Collected data:
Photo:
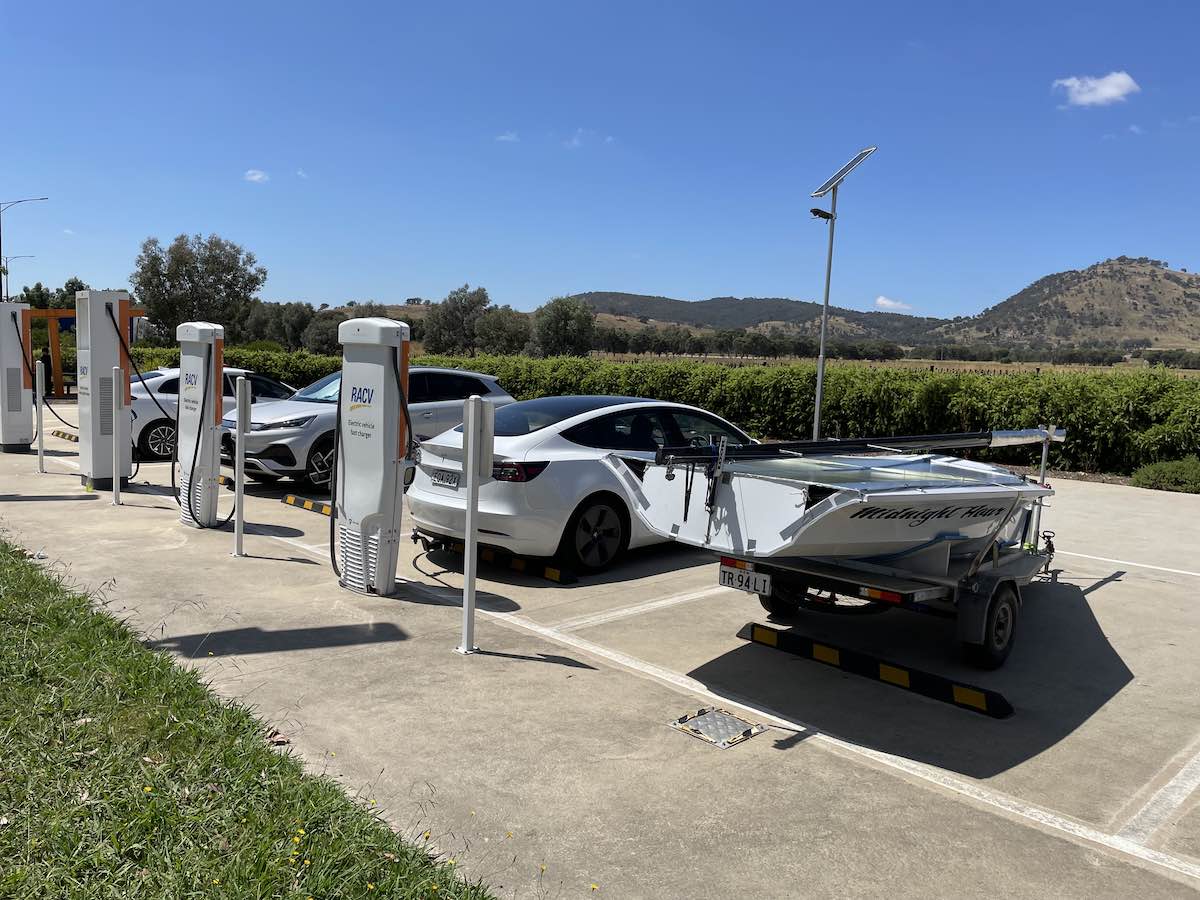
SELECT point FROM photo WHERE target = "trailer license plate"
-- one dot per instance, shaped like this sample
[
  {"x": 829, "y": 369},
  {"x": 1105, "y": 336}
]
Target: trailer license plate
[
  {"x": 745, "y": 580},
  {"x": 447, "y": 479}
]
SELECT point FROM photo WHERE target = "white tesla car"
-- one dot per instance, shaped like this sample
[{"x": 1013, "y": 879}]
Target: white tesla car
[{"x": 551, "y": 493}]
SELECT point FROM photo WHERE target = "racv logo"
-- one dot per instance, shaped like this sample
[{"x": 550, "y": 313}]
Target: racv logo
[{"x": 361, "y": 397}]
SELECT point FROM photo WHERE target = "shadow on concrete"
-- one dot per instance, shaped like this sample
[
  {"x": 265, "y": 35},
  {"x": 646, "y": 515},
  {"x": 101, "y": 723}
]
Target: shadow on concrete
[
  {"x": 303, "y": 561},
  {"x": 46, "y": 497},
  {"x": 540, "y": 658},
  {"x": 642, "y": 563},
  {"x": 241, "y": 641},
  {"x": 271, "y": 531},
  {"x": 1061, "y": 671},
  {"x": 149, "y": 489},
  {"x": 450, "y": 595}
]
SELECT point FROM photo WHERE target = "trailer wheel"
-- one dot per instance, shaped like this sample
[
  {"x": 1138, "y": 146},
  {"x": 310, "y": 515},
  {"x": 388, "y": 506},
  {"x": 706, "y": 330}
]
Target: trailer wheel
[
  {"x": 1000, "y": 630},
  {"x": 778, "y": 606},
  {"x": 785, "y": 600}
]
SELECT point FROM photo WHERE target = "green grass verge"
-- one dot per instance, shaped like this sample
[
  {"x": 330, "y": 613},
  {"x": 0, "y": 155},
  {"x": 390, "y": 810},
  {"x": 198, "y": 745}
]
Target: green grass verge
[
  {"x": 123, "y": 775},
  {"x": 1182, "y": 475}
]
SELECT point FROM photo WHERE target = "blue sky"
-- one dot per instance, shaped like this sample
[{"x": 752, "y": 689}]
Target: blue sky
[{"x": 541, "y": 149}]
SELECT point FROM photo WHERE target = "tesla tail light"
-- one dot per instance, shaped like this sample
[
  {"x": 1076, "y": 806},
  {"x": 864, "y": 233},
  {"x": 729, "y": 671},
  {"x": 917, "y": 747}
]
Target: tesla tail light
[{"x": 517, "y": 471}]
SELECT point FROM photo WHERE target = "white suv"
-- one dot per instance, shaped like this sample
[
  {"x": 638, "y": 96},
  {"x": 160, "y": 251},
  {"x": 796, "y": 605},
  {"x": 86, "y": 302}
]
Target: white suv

■ Task item ■
Restate the records above exactly, less any pictures.

■ The completed task ■
Photo:
SELECT point FROM photo WHERE target = "trailer license plate"
-- one dot per instance, shaped like this sample
[
  {"x": 829, "y": 369},
  {"x": 1105, "y": 336}
]
Target: trailer license plate
[
  {"x": 745, "y": 580},
  {"x": 447, "y": 479}
]
SELECT point FROM photo WHERE target = "white tesla car"
-- one dot per instance, shaped like this sample
[{"x": 1013, "y": 879}]
Target: white tesla car
[{"x": 551, "y": 493}]
SELECT point FROM photo WHERE target = "racv logo"
-- one dot per instance, shaped like this sample
[{"x": 550, "y": 313}]
Target: racv logo
[{"x": 361, "y": 397}]
SELECT point FROM photo WHERE target = "shadow on concrete"
-- one dot per instance, shaped like this sample
[
  {"x": 265, "y": 35},
  {"x": 646, "y": 515},
  {"x": 101, "y": 723}
]
Target: shadow on concrete
[
  {"x": 303, "y": 561},
  {"x": 46, "y": 497},
  {"x": 540, "y": 658},
  {"x": 642, "y": 563},
  {"x": 241, "y": 641},
  {"x": 271, "y": 531},
  {"x": 1061, "y": 671},
  {"x": 149, "y": 489},
  {"x": 450, "y": 595}
]
SELECT point FROM photo WHERE target = "trailer wheel"
-- one dot per instance, shaped like this sample
[
  {"x": 1138, "y": 146},
  {"x": 310, "y": 515},
  {"x": 388, "y": 506},
  {"x": 706, "y": 330}
]
Target: trailer wheel
[
  {"x": 1000, "y": 630},
  {"x": 778, "y": 606},
  {"x": 785, "y": 600}
]
SELECT point FROM photo WHERE target = "green grass verge"
-- one dot per instance, shaped like this sample
[
  {"x": 330, "y": 613},
  {"x": 0, "y": 155},
  {"x": 390, "y": 810},
  {"x": 198, "y": 745}
]
Target: green grass verge
[
  {"x": 123, "y": 775},
  {"x": 1182, "y": 475}
]
SELECT point FROM photo WHERE target = "blue sky"
-- one dot per instance, shaped like this sample
[{"x": 752, "y": 689}]
Target: blue sky
[{"x": 541, "y": 149}]
SELECT point FROM photo WHERE target = "tesla tail light"
-- one dot per instance, shaped like this sample
[
  {"x": 1076, "y": 806},
  {"x": 864, "y": 233},
  {"x": 729, "y": 671},
  {"x": 917, "y": 747}
]
Target: tesla tail light
[{"x": 517, "y": 471}]
SELECT point FROM photo WHERE target = "white suv"
-- one dot per instance, shaped like this sample
[
  {"x": 638, "y": 96},
  {"x": 160, "y": 251},
  {"x": 796, "y": 605},
  {"x": 86, "y": 302}
]
Target: white suv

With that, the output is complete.